*** Texto seleccionado ***
El demonio y otros cuentos, de Junichiro Tanizaki (Satori) Traducción de Ryukichi Tearo y Ednodio Quintero | por Juan Jiménez García
Turbiedad. El bien y el mal. Lo correcto y lo incorrecto. La maldad, algún atisbo de bondad. Las dudas, los demonios interiores y exteriores. Oriente y occidente. Contrarios que se cruzan una y otra vez en nuestras vidas, que conforman nuestro destino, que nos sumen en turbulencias. La escritura de Junichiro Tanizaki se instala una y otra vez ahí, ya sea a través de sus novelas o, como en este caso, sus relatos. El demonio y otros cuentos, reunión de once de ellos (alguno, como Jotaro, el masoquista, una nouvelle), es una extraordinaria prueba de ello. Abarcan una decena de años, entre 1915 y 1925, y, por tanto, forman parte de su producción inicial, tras la precocidad de Tatuaje, sin dejar, por ello, de integrarse totalmente en el corpus de su obra. Los jóvenes de estos relatos tienen mucho de los jóvenes que ya encontramos sus novelas posteriores. O incluso los viejos. Es inevitable volver sobre el término perversidad, cuando nos referimos al escritor japonés. Desde la loca búsqueda del escritor Jotaro de una mujer que lo maltrate, que le permita realizarse como uno de esos masoquistas occidentales que tanto aprecia, hasta la mujer perseguida por un mono, que quiere compartir su vida con ella. Pero también lo están en esos ambientes enfermos (tuberculosis) en los que, entre la muerte, no deja de crecer el egoísmo y la pereza.
Porque los personajes de Tanizaki se pierden en sus laberintos mentales (que no morales), entregados al sake o las mujeres, que es indiferente que sean geishas o prostitutas. Pero es que esos laberintos mentales, esas caídas en el vacío, caídas que no parecen tener final, pueden llegar hasta el profesor atrapado por el poder mafioso de un niño, en El pequeño reino. Por no hablar de pintor que aspira a que su obra de arte, su obra maestra, sea un ser vivo, producto de una pareja que elegirá él mismo trabajosamente (La creación, un temprano relato de 1915). Cuando escribimos sobre el autor japonés, no dejamos de tener la sensación de repetirnos, porque las columnas que sustentan su narrativa son firmes e inamovibles, pero no es una cuestión de repetición. Ni aunque lo fuera. La repetición, el volver sobre los mismos argumentos una y otra vez, es un problema occidental, pero para nada japonés. Podría estar escribiendo variaciones de un mismo libro, una y otra vez, una y otra vez, y ni tan siquiera sería extraño. Pero no es así. Lo que encontramos en sus libros es una evolución de esos mismos temas y, me atrevería a decir, un acompañamiento con su propia vida. En especial con su propia edad. Sin renunciar a sus obsesiones, estas multiplican sus puntos de vista, se bifurcan una y otra vez en distintos personajes y se mueven por diferentes épocas. La reunión de relatos de El demonio… se convierte en un microcosmos de lo que será toda su obra, como si fueran aproximaciones, tentativas plenamente conseguidas de lo que estará por venir.
*** Entradas extraídas ***
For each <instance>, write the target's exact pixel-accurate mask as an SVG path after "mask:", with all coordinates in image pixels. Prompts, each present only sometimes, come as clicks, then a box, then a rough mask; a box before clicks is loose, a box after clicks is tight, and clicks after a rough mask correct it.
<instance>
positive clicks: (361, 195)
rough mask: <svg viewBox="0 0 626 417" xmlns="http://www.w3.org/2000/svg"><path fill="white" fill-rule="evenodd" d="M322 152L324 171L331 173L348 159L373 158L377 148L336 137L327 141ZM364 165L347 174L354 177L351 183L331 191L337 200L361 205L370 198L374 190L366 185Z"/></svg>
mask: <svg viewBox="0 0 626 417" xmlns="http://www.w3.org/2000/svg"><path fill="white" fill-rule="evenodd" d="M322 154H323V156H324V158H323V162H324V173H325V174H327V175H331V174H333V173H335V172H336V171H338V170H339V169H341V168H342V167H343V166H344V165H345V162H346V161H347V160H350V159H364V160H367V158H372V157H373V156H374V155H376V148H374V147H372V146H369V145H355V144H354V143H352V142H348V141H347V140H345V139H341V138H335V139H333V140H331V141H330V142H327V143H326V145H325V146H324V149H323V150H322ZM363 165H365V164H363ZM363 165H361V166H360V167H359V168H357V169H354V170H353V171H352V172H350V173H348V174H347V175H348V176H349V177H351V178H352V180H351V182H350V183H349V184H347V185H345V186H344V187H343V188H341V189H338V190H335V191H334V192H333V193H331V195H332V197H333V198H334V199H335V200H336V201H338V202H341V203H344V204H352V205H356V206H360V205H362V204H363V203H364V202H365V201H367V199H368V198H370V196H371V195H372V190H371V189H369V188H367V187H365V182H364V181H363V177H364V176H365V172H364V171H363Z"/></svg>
***
#### Tareas a realizar
(a) En la reseña sobre los cuentos de Tanizaki, ¿por qué quien escribe sobre este autor siente que se repite? Responde en una a tres oraciones.
(b) Prosigue la reseña sobre los cuentos de Tanizaki a partir de su última oración.
Las entradas proceden de una fuente distinta a la del texto.

#### Respuestas del ejercicio
(a) Porque las columnas que sustentan la narrativa de Tanizaki son firmes e inamovibles. Aun así, la reseña aclara que no se trata de repetición, sino de una evolución de esos mismos temas.

(b)
La madurez literaria del Junichiro Tanizaki ya aparece desde sus primeros relatos. Esa maestría para construir oscuras atmósferas, inquietantes sueños de la sinrazón. Pero como ocurre con Jotaro, la apreciación de lo que está bien y lo que está mal es pura subjetividad. El resultado de juicios y prejuicios ancestrales. Unas normas de convivencia que nos hemos dado para soportarnos, grandes reinos construidos sobre unos deseos comunes que no pocas veces son más productor de nuestras represiones que de esos deseos. La obra del escritor japonés puede ser vista como un tiovivo de imágenes, de temas, que giran incesantes, como debían girar en su cabeza y en su propia vida. Una historia íntima del placer, un breviario de formas de alcanzarlo, unas instrucciones para vivir en consecuencia, una sucesión de hombres y mujeres que se buscan y, de cuando en cuando, se encuentran, entre todas las dificultades y los obstáculos. Un palpitar permanente, una agitación constante, aun en los momentos de calma. La calma, la espera. La lenteza del tiempo.